Exercise prompt:
Return only the line that contains "target = window sticker on car" and each line after it, through the last line of the data below, copied exactly.

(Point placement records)
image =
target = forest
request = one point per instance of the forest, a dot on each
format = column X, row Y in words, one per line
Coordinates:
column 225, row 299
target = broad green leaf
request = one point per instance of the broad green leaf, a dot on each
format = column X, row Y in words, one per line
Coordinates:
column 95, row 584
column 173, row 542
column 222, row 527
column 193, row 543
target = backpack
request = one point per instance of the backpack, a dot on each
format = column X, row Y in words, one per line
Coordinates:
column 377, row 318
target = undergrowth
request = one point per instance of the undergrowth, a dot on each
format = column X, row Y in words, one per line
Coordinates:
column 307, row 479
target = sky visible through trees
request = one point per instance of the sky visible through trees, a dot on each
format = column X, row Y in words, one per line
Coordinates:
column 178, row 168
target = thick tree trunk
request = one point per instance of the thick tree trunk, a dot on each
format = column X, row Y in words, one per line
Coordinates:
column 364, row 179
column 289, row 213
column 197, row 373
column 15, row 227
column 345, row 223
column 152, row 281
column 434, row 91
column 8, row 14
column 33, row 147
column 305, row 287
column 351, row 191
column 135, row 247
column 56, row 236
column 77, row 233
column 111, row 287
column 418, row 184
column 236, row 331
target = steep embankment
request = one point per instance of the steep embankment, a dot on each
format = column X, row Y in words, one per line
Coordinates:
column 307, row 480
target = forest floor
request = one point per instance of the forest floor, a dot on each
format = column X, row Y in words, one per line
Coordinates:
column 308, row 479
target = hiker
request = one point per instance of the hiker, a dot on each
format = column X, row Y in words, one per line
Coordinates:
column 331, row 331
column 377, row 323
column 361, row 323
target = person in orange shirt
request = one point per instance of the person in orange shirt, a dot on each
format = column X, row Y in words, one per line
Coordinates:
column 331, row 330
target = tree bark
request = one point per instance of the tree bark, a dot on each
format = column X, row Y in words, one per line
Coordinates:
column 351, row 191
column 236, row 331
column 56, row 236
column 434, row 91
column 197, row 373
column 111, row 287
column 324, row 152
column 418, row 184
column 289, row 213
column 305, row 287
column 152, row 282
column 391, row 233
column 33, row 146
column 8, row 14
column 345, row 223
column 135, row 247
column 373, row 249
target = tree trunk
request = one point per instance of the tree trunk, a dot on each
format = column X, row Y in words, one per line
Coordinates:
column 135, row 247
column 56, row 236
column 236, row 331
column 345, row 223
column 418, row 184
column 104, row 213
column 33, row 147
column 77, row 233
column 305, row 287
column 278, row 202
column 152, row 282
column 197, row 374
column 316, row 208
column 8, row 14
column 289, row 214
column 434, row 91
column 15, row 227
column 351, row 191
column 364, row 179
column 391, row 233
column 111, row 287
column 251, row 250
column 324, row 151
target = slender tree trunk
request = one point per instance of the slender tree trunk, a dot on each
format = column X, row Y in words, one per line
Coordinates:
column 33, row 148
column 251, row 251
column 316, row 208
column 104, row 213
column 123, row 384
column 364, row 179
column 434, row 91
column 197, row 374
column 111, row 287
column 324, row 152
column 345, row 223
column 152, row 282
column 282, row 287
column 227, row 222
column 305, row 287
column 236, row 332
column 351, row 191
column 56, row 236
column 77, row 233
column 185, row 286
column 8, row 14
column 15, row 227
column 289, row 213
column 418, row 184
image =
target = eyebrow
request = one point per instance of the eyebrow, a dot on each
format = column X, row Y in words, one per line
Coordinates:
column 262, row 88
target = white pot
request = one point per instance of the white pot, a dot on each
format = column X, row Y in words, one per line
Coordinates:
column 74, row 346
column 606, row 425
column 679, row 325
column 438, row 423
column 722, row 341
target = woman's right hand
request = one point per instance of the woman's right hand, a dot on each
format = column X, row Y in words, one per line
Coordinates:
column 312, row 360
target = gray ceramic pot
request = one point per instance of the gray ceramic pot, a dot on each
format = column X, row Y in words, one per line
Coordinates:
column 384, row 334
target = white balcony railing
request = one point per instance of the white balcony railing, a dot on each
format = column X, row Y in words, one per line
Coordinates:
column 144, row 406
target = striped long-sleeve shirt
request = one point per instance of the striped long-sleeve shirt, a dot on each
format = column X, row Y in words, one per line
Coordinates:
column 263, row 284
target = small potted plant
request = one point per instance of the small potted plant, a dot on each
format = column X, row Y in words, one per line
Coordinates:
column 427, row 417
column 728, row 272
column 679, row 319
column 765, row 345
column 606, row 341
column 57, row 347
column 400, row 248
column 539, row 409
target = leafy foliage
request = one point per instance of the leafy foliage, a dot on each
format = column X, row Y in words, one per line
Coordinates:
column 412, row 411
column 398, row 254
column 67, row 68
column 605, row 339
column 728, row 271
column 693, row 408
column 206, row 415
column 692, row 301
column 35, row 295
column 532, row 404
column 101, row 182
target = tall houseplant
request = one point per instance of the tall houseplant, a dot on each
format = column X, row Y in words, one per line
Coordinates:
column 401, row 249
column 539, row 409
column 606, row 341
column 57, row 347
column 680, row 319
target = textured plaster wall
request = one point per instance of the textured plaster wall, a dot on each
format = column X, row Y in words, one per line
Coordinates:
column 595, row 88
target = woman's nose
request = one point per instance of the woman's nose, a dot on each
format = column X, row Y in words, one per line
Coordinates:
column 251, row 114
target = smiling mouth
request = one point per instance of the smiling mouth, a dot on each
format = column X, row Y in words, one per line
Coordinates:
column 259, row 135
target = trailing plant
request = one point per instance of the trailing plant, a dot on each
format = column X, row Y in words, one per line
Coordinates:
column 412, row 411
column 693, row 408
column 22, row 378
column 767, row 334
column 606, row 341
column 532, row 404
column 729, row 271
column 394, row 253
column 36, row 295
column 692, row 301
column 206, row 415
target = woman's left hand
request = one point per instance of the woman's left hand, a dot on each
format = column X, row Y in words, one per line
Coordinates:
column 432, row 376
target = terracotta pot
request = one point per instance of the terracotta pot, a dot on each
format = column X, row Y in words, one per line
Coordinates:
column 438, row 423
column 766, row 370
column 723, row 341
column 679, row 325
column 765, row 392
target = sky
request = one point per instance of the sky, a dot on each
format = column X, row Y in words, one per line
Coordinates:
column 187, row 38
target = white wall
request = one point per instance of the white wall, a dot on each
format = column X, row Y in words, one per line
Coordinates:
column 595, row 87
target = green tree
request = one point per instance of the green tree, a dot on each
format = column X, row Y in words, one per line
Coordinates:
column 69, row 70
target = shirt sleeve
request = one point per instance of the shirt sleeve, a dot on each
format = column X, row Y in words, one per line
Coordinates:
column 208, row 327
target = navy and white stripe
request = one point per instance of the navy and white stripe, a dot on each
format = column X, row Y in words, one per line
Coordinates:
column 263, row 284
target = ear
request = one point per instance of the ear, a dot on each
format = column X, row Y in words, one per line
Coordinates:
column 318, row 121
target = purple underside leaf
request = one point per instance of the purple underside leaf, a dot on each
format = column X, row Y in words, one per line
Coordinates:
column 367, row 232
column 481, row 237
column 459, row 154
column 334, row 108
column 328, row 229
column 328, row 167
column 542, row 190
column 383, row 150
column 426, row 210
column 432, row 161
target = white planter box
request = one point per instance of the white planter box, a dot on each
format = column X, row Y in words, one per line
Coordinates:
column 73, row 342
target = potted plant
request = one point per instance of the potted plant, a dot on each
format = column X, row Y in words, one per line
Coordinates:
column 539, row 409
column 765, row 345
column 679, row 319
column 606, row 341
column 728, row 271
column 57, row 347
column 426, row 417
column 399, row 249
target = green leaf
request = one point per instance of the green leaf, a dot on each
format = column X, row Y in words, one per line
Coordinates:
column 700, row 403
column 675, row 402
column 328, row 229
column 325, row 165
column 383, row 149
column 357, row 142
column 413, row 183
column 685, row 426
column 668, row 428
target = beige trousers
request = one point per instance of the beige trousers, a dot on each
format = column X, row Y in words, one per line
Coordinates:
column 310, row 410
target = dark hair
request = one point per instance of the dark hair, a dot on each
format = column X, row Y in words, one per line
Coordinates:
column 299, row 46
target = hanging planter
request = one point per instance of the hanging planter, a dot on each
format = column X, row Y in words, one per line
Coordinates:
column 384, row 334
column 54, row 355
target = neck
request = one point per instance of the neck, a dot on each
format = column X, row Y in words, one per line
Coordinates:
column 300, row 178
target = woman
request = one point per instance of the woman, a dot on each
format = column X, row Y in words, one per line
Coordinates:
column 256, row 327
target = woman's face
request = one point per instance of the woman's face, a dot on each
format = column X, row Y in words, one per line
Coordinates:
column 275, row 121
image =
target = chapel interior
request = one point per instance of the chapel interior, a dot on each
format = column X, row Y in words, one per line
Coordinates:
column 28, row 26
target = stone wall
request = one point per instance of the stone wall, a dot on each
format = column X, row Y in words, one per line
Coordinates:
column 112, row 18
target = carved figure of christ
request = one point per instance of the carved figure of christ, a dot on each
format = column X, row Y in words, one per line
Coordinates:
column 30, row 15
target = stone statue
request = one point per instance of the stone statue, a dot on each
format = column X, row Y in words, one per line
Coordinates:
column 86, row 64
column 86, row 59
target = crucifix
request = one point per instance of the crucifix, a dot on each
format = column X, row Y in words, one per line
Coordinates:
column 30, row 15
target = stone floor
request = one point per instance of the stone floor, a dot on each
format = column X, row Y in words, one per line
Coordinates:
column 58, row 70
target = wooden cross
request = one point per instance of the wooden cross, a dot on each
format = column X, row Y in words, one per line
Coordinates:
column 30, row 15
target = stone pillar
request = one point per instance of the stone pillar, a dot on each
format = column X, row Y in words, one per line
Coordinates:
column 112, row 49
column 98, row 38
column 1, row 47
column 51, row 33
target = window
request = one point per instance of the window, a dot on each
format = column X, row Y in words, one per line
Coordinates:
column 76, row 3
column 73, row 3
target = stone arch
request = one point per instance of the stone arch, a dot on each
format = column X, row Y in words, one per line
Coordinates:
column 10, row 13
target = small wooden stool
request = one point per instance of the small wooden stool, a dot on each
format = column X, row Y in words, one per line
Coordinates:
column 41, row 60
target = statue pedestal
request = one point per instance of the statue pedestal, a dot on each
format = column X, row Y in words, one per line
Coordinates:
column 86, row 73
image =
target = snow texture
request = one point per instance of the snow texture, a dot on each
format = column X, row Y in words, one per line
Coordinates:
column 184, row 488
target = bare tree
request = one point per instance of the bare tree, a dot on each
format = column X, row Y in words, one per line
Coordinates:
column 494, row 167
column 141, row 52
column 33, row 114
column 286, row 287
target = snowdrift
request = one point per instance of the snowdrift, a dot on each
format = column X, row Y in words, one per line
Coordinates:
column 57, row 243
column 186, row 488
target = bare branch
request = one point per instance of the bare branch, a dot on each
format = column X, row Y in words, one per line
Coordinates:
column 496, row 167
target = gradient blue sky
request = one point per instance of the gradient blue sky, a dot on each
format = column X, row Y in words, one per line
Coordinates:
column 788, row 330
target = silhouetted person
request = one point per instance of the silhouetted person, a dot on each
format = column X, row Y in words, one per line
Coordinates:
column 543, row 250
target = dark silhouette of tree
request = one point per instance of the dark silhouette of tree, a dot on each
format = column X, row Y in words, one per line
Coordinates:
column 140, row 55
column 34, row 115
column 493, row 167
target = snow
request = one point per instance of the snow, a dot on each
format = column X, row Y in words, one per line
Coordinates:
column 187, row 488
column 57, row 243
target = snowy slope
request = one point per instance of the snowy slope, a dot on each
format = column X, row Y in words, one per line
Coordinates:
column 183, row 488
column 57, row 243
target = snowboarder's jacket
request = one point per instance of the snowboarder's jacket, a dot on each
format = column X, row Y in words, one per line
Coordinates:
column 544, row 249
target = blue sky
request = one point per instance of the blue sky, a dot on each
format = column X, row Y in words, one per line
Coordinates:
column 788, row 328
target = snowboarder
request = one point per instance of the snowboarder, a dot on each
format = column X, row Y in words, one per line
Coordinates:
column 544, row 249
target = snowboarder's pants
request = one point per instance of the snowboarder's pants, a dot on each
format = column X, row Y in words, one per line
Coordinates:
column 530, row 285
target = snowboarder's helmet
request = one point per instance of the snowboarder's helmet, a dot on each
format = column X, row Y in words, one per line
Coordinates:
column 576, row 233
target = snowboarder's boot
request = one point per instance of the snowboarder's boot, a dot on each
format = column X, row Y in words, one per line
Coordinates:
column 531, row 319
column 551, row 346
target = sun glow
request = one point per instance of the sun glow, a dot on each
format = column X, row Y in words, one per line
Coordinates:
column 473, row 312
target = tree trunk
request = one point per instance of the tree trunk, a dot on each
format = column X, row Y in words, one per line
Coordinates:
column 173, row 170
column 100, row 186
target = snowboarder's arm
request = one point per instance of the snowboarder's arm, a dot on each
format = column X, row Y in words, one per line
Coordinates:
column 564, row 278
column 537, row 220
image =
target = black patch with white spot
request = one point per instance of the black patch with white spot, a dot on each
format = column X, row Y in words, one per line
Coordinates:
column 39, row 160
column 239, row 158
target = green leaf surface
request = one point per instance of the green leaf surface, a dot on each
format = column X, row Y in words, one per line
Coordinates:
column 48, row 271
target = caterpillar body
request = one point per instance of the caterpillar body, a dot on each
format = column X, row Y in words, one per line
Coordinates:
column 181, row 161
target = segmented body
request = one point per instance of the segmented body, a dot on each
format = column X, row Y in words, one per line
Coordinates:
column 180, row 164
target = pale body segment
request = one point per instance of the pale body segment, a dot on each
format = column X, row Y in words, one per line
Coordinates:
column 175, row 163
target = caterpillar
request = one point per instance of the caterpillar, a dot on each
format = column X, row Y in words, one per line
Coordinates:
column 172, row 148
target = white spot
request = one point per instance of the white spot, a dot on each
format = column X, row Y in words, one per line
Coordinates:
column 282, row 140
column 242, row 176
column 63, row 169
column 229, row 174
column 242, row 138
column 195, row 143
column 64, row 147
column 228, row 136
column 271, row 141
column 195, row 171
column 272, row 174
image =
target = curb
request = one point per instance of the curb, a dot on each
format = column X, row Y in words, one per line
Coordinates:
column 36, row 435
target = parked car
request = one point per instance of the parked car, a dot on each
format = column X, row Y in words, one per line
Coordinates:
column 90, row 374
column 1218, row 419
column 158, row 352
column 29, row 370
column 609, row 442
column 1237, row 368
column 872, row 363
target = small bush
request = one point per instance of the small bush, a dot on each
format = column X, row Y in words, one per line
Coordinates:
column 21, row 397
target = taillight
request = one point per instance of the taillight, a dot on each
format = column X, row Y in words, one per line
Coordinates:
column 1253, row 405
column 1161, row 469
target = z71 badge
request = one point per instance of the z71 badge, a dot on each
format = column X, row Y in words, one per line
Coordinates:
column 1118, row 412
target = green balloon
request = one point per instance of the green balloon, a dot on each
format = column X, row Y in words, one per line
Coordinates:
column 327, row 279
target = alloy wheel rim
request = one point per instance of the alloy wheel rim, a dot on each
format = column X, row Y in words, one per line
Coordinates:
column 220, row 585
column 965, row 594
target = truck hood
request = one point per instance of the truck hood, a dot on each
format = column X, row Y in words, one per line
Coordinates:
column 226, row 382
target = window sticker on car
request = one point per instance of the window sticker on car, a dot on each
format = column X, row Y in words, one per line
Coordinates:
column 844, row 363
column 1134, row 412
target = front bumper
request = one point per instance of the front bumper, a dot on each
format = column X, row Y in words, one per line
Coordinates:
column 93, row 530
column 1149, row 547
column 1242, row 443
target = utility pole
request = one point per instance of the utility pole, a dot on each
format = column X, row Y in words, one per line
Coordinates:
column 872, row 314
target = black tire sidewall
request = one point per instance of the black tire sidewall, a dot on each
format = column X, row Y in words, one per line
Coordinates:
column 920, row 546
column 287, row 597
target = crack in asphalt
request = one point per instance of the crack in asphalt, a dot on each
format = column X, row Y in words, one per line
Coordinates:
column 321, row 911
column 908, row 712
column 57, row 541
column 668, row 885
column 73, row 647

Written response:
target = window sticker on car
request = one point per instance of the window sticker on car, a dot on each
format = column X, row Y in words, one per line
Coordinates:
column 844, row 363
column 1134, row 412
target = front bumper
request = one point per instance of the front bumper, a dot on each
format = column X, row Y in words, one per line
Coordinates:
column 93, row 530
column 1149, row 547
column 1242, row 443
target = utility pole
request = one point per instance of the utility pole, a dot on each
format = column X, row Y in words, one per line
Coordinates:
column 872, row 314
target = black tire sidewall
request = one point per instance of the black tire sidewall, a dot on each
format = column X, row Y in words, one per line
Coordinates:
column 920, row 546
column 287, row 597
target = crack in asphalt
request = one point per instance of the crack in asphalt, a dot on each
format = column X, row Y in words, one per line
Coordinates:
column 321, row 911
column 908, row 712
column 57, row 541
column 668, row 885
column 73, row 647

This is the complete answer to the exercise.